Extract provided →
========================================
Who Pays for Judicial Races? The Politics of Judicial Elections 2015–16

Published: December 14, 2017

Under the constitution, our courts are obliged to provide equal justice regardless of wealth, status, or political connections. But in a new report, the latest in the series The Politics of Judicial Elections, we found that the integrity of our state supreme courts is increasingly under threat from a torrent of special interest money, often from secret sources. Using data from every state supreme court election in the most recent 2015–16 cycle, the report is the only comprehensive analysis of these and other trends, and includes examples of what big spenders hope to achieve, the kinds of ads the fund, and the threats they pose to the appearance and reality of evenhanded justice.


INTRODUCTION

It’s no secret that the proliferation of big money in politics, abetted by 2010’s Citizens United Supreme Court decision, has upended American elections from the smallest mayoral races to the most high-profile U.S. Senate battles. What has received far less attention, however, is that influence-seeking money has also made tremendous inroads into our courts — institutions that are constitutionally obliged to provide equal justice regardless of wealth, status, or political connections. Thirty-eight states conduct elections for their state supreme courts, powerful entities that are generally the final word on interpreting state law. This report, the most recent edition in a series that has tracked and analyzed state supreme court elections since 2000, looks at the 2015–16 supreme court election cycle. We identified several disturbing new developments that sharpen questions about partisan and special interest pressures in judicial races and about the capacity of impacted courts to deliver evenhanded justice.

For the first time, we undertook an in-depth analysis of donor transparency among interest groups and found that “dark money” spending, by groups whose funding sources are concealed from the public, is booming in state supreme court elections. Outside spending by interest groups also broke records again, while there were more high-cost races than ever before. Recognizing that expensive and politicized supreme court elections are now a fixture in many states, this year we also changed the report’s title, dropping the word “New” from The New Politics of Judicial Elections.

➢Outside spending by interest groups shattered records. Rather than contributing to candidates or political parties, wealthy interests are increasingly relying on outside spending by groups as a way to influence state supreme court elections, mirroring the trend in elections for political offices since the Supreme Court’s 2010 decision in Citizens United v. FEC. During the 2015–16 supreme court election cycle, political action committees, social welfare organizations, and other non-party groups engaged in a record $27.8 million outside spending spree, making up an unprecedented 40 percent of overall supreme court election spending (as compared with only 29 percent in 2013–14). Funneling spending through outside groups may be attractive to donors because it often allows them to avoid campaign contribution limits and disclosure requirements.

➢Supreme court elections saw an influx of secret money. The growth of outside spending by interest groups has brought with it a stunning lack of transparency. For the first time, this report quantified the amount of money in state supreme court elections coming from sources concealed from the public. We found that only 18 percent of interest groups’ outside expenditures during 2015–16 could be easily traced to transparent donors. With respect to the remaining expenditures, donors were either undisclosed (54 percent), a type of spending known as “dark money,” or buried behind donations from one group to another (28 percent), making it difficult or impossible to discern the ultimate funding source, a type of spending known as “gray money.” Such secrecy risks leaving voters uninformed about who is seeking to shape state high courts, and leaves litigants (and often even judges) without the tools to identify potential conflicts of interest.
========================================
Goal of the exercise →
Using the excerpt on judicial election spending, answer each question briefly.
(a) How many states hold elections for their state supreme courts?
(b) How much did non-party groups spend on outside spending in the 2015–16 cycle?
(c) What share of interest groups' outside expenditures in 2015–16 could be easily traced to transparent donors?
The lines here come from a different source than the text.
========================================
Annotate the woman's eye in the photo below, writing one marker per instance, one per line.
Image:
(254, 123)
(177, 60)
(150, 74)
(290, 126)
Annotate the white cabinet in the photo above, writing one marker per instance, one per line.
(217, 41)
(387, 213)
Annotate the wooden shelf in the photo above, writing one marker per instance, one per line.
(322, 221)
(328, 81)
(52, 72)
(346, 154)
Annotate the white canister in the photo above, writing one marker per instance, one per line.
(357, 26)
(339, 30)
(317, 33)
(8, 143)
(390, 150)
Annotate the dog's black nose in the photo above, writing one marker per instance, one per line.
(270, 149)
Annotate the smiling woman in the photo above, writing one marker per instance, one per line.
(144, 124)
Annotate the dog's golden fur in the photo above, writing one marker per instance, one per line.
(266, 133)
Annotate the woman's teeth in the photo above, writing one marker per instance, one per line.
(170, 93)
========================================
Complete answer →
(a) Thirty-eight
(b) $27.8 million
(c) 18 percent